* **Task to complete**
Give the records again in full, exactly as written.

* **Information shown**

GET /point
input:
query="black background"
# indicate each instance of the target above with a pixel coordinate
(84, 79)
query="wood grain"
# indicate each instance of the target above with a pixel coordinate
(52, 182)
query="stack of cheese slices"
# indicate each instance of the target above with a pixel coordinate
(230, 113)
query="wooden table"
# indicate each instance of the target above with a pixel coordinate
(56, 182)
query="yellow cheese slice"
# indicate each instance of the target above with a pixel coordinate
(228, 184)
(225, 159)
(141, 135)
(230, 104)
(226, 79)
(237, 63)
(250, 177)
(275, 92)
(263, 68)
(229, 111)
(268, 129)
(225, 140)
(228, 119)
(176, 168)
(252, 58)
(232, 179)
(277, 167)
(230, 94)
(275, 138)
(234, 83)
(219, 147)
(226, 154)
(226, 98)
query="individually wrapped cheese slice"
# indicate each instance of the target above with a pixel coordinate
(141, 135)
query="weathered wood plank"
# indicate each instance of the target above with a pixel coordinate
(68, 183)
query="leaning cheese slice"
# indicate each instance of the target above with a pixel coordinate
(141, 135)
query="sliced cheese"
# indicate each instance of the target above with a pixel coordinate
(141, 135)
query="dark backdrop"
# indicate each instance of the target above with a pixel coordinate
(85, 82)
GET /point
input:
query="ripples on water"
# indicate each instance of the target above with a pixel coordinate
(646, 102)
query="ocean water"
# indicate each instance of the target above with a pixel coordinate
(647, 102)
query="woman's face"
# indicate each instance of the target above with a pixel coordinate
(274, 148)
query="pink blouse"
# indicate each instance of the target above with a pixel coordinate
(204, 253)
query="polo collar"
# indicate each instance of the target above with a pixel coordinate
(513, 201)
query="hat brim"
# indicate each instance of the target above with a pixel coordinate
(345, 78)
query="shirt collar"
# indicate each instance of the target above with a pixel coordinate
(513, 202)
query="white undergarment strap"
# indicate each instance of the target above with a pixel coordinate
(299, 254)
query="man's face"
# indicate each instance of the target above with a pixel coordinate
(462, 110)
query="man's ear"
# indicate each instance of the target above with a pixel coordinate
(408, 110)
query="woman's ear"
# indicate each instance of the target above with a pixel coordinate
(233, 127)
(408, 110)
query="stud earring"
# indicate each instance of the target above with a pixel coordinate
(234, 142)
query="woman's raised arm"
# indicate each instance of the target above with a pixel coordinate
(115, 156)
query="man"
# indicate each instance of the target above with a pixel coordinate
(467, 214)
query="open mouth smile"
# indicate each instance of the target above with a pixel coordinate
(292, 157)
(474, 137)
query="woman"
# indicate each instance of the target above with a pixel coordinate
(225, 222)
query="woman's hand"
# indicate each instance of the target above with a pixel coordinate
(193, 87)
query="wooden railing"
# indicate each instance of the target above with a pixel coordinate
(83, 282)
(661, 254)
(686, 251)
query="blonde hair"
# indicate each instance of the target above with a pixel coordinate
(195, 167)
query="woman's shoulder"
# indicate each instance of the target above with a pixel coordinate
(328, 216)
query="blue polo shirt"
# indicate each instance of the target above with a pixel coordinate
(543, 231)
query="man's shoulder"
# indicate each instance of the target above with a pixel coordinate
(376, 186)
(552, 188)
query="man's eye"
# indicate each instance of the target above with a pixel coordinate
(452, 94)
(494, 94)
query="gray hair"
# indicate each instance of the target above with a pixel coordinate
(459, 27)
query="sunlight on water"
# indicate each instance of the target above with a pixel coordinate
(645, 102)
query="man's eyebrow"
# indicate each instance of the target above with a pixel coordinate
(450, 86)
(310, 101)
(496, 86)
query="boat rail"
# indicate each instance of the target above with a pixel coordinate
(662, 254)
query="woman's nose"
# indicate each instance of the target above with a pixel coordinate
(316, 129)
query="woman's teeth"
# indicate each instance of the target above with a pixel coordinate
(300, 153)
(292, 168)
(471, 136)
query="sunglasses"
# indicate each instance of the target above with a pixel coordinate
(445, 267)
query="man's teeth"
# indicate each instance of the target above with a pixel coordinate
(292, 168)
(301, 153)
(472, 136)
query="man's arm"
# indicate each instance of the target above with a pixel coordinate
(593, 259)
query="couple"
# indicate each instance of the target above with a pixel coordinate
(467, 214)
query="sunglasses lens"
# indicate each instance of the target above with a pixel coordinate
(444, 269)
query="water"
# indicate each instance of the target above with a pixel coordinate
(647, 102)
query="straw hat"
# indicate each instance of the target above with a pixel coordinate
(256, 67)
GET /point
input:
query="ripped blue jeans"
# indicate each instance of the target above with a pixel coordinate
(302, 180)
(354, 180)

* **Answer**
GET /point
input:
query="black background"
# indicate each instance of the target above with a pixel coordinate
(84, 79)
query="wood grain"
# indicate each instance of the target above with a pixel coordinate
(52, 182)
query="stack of cheese slices"
# indicate each instance of the target above with a pixel coordinate
(230, 113)
query="wooden table"
# indicate each instance of the target above with a pixel coordinate
(56, 182)
query="yellow cheese slice"
# indicate each instance of the target above with a pixel coordinate
(228, 184)
(225, 159)
(141, 135)
(230, 104)
(226, 79)
(237, 63)
(250, 177)
(275, 92)
(263, 68)
(229, 111)
(268, 129)
(225, 140)
(228, 119)
(176, 168)
(252, 58)
(232, 179)
(277, 167)
(230, 94)
(275, 138)
(234, 83)
(219, 147)
(226, 154)
(226, 98)
query="individually wrapped cheese slice"
# indicate each instance of the target above with a pixel coordinate
(141, 135)
query="weathered wood plank"
# indicate each instance of the target above with a pixel coordinate
(68, 183)
query="leaning cheese slice"
# indicate each instance of the target above with a pixel coordinate
(141, 135)
query="sliced cheese"
# indicate each instance of the target above with a pixel coordinate
(141, 135)
query="dark backdrop"
# indicate each instance of the target above with a pixel coordinate
(85, 82)
GET /point
input:
query="ripples on water"
# indicate each instance of the target above with a pixel coordinate
(646, 102)
query="ocean water"
# indicate each instance of the target above with a pixel coordinate
(647, 102)
query="woman's face"
# indicate each instance of the target above with a pixel coordinate
(274, 148)
query="pink blouse"
# indicate each instance of the target above with a pixel coordinate
(204, 253)
query="polo collar"
# indicate each instance of the target above with a pixel coordinate
(513, 201)
query="hat brim"
# indicate each instance of the target above with a pixel coordinate
(345, 78)
query="shirt collar"
# indicate each instance of the target above with a pixel coordinate
(513, 202)
query="white undergarment strap"
# indicate each instance of the target above with a pixel coordinate
(299, 254)
query="man's face"
# indicate each instance of the target above with a pixel coordinate
(462, 110)
query="man's ear"
# indicate each instance of the target above with a pixel coordinate
(408, 110)
query="woman's ear"
# indicate each instance of the target above with a pixel coordinate
(233, 127)
(408, 110)
query="stud earring"
# indicate each instance of the target above with a pixel coordinate
(234, 142)
query="woman's raised arm"
# indicate each instance of the target above with a pixel coordinate
(115, 156)
query="man"
# indicate each instance of the target above with a pixel coordinate
(467, 214)
query="open mouth smile"
# indicate each instance of the target above with a pixel coordinate
(292, 157)
(474, 137)
query="woman"
# indicate each instance of the target above with a pixel coordinate
(225, 222)
query="woman's hand"
# indicate each instance of the target above with a pixel coordinate
(193, 87)
query="wooden railing"
# indicate each instance of the target above with a pixel coordinate
(83, 282)
(661, 254)
(686, 251)
query="blonde hair"
# indicate each instance of the target above with a pixel coordinate
(195, 167)
query="woman's shoulder"
# indicate each instance of the target above with a pixel coordinate
(328, 216)
query="blue polo shirt"
# indicate each instance of the target above with a pixel coordinate
(543, 231)
query="man's shoulder"
# indicate each instance of the target above with a pixel coordinate
(376, 186)
(552, 188)
query="man's eye"
# indicate each instance of the target above with a pixel coordinate
(452, 94)
(494, 94)
query="gray hair"
# indicate each instance of the target above with a pixel coordinate
(459, 27)
query="sunlight on water"
# indicate each instance of the target above with a pixel coordinate
(645, 102)
query="man's eyebrow"
# indicate each instance of the target above with a pixel coordinate
(450, 86)
(310, 101)
(496, 86)
query="boat rail"
# indicate each instance of the target above with a pixel coordinate
(662, 254)
query="woman's nose"
# indicate each instance of the target above with a pixel coordinate
(316, 129)
query="woman's teeth"
# indicate each instance of the target above with a pixel coordinate
(300, 153)
(292, 168)
(471, 136)
query="sunglasses"
# indicate each instance of the target above with a pixel coordinate
(445, 267)
query="man's teeth"
# indicate each instance of the target above with a pixel coordinate
(292, 168)
(301, 153)
(472, 136)
query="man's arm"
# indicate each instance of the target above with a pixel coordinate
(593, 259)
query="couple"
# indicate each instance of the target above with a pixel coordinate
(467, 214)
query="sunglasses lens"
# indicate each instance of the target above with a pixel coordinate
(444, 269)
query="water"
# indicate each instance of the target above with a pixel coordinate
(647, 102)
query="straw hat"
# indicate each instance of the target above with a pixel coordinate
(256, 67)
GET /point
input:
query="ripped blue jeans"
# indicate each instance of the target above with a pixel coordinate
(302, 180)
(354, 180)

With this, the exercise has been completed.